## Exercise details:
Please pick up the mailing-list message on data category confidence scores, given below ahead of the listing, and continue writing it from its final sentence onward.

## Supplied text:

W3C home > Mailing lists > Public > public-mlw-workshop@w3.org > October to December 2012

PLEASE IGNORE Re: [action 265] data category specific confidence scores

From: Dave Lewis <dave.lewis@cs.tcd.ie>
Date: Tue, 13 Nov 2012 17:28:48 +0000
Message-ID: <50A28350.7050708@cs.tcd.ie>
To: public-mlw-workshop@w3.org
Apologies, please ignore, I sent this to the wrong mailing list.

On 13/11/2012 17:20, Dave Lewis wrote:
> Hi all,
> To try and wrap up this point:
> _Reasoning so far:_
> 1) text analytics annotation was proposed as a way of offering a 
> confidence score for text analytics results. As with mtconfidence 
> score, the tools annotaiton is now covered by the itsTool feature, but 
> the proposal for confidence scores remains
> 2) Marcis pointed out, using real world terminology use cases, that we 
> may have several annotations operating on the same fragment, so 
> applying a confidence score to different text analytics annotations 
> with a single data category won't work in these cases because of 
> complete override.
> Also, if we used text analytics annotation with annotation from other 
> data categories we are breaking our 'no dependencies between data 
> category rules'.

## Supplied information:

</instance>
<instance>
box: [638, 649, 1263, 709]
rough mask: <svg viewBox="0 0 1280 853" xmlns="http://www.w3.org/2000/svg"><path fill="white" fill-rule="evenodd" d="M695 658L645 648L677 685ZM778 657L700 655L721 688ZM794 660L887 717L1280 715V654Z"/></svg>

## Exercise answer:
> 3) We could overcome the complete override problems using standoff 
> mark up as in loc quality issue and provenance. But as confidence 
> score would be different for each annotated fragment, that would 
> result in very big stand-off records, and we would still be breaking 
> the data cat dependencies rule. So this doesn't seem a realistic option
> 4) so the suggestion discussed in Lyon was to drop  text analytics 
> annotation altogether as a separate data category and focus on adding 
> confidence attributes to the existing data categories that would 
> benefit from it.
> _Proposal:_
> So i suggest the following and we need you feedback by friday 16th Nov 
> so we can wrap this up on the monday call!
> For those extended with confidence score (terminology, disambiguation) 
> please express your support and any comments by friday - if we don't 
> receive any we will definitely drop these suggestions. Marcis, Tadej 
> in particular, please consider review these.
> For exclusions (domain, localizationQualityissue), this is your last 
> chance to counter-argue in favour of including, otherwise assume these 
> are dropped also.
> i) confidence for terminology: as suggested by Marcis 
> (http://lists.w3.org/Archives/Public/public-multilingualweb-lt/2012Nov/0028.html), 
> revised data category as word revisions attached (addition to local 
> definition, note on its-tools and example  38)
> ii) confidence for disambiguation: revised data category as word 
> revisions attached (addition to local definition, note on its-tools 
> and ex 52)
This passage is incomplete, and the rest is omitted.